• [Exercise aim] Reproduce the listing below verbatim, line for line, and omit the pictures from your copy.

──────────────────────────────

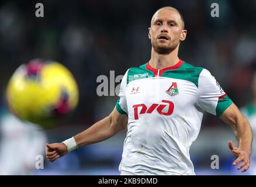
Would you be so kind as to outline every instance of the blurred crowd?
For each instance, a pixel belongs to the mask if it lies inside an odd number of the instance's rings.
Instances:
[[[110,70],[123,75],[128,68],[147,62],[151,16],[158,8],[172,6],[183,14],[188,30],[179,57],[208,69],[238,107],[252,99],[255,1],[40,1],[44,18],[35,16],[37,2],[0,3],[1,98],[20,64],[36,58],[52,59],[68,67],[78,84],[79,105],[69,123],[92,124],[112,111],[117,99],[96,95],[97,77],[109,77]],[[211,17],[213,2],[219,5],[219,18]],[[202,126],[220,124],[206,115]]]

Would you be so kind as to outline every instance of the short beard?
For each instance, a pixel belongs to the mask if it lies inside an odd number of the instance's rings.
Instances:
[[[171,44],[167,47],[160,47],[157,45],[156,41],[151,41],[152,47],[155,53],[158,54],[169,54],[172,52],[179,45],[179,40],[171,41]]]

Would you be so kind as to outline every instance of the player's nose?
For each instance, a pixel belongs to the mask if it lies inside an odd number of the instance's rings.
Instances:
[[[168,28],[166,23],[164,23],[161,27],[161,33],[168,33]]]

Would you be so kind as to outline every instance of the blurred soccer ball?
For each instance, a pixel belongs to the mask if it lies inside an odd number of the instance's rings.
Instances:
[[[78,90],[70,71],[54,61],[33,60],[9,80],[6,96],[11,111],[21,119],[49,127],[77,106]]]

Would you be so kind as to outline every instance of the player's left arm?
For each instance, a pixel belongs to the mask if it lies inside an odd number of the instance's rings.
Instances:
[[[242,162],[237,167],[237,169],[243,168],[241,171],[245,172],[250,167],[250,156],[252,141],[252,132],[249,122],[234,103],[232,103],[220,117],[225,123],[231,126],[238,141],[238,147],[234,146],[230,140],[228,143],[232,153],[237,157],[233,164],[236,166],[240,162]]]

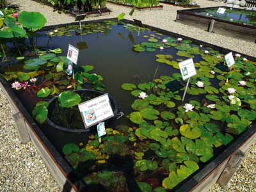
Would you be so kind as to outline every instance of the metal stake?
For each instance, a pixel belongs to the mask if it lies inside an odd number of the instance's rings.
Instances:
[[[188,84],[189,83],[189,81],[190,81],[190,77],[188,78],[188,82],[187,82],[187,85],[186,86],[186,88],[185,88],[185,91],[184,93],[183,94],[183,97],[182,97],[182,102],[184,101],[184,99],[185,99],[185,95],[186,95],[186,93],[187,92],[187,90],[188,90]]]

──────────────────────────────

• [Full solution]
Would you be so kind as to outline every instance of the blurred crowd?
For each instance, a pixel belongs to the mask if it lies inside an odd number of the instance's rings.
Instances:
[[[110,70],[123,75],[128,68],[147,62],[151,16],[158,8],[172,6],[183,14],[188,30],[179,57],[208,69],[238,107],[252,99],[255,1],[40,1],[44,18],[35,16],[37,2],[0,3],[1,98],[20,64],[36,58],[52,59],[68,67],[78,84],[79,105],[69,123],[92,124],[112,111],[117,99],[96,95],[97,77],[109,77]],[[211,17],[213,2],[219,5],[219,18]],[[202,126],[220,124],[206,115]]]

Would you be so kind as to outline every instance of the short beard?
For each instance, a pixel belongs to the mask if it lies inside an odd number of the instance's rings.
Instances:
[[[171,44],[167,47],[160,47],[157,45],[156,41],[151,41],[152,47],[155,53],[158,54],[169,54],[172,52],[179,45],[179,40],[171,41]]]

Would you be so kind as to outline every instance of the player's nose?
For each instance, a pixel belongs to the mask if it lies inside an odd number of the instance's rings.
Instances:
[[[168,28],[166,23],[164,23],[161,27],[161,33],[168,33]]]

Would you be so kind as to outline every instance of the blurred soccer ball?
For each instance, a pixel belongs to the mask if it lies inside an odd number of the instance's rings.
Instances:
[[[78,90],[70,71],[54,61],[33,60],[9,80],[6,96],[11,111],[21,119],[49,127],[77,106]]]

Would you be so kind as to outline every instance of the player's left arm?
For each instance, a pixel belongs to the mask if it lies inside an odd number of the instance's rings.
Instances:
[[[242,162],[237,167],[237,169],[243,168],[241,171],[245,172],[250,167],[250,156],[252,141],[252,132],[249,122],[234,103],[232,103],[220,117],[225,123],[231,126],[238,141],[238,147],[234,146],[230,140],[228,143],[232,153],[237,157],[233,164],[236,166],[240,162]]]

Would you be so kind as to outline every instance of the metal stake?
For each instance, a pixel belongs to the mask if it lies inside an odd number of the instance's rings.
Instances:
[[[188,84],[189,83],[189,81],[190,81],[190,77],[188,78],[188,82],[187,82],[187,85],[186,86],[186,88],[185,88],[185,91],[184,93],[183,94],[183,97],[182,97],[182,102],[184,101],[184,99],[185,99],[185,95],[186,95],[186,93],[187,92],[187,90],[188,90]]]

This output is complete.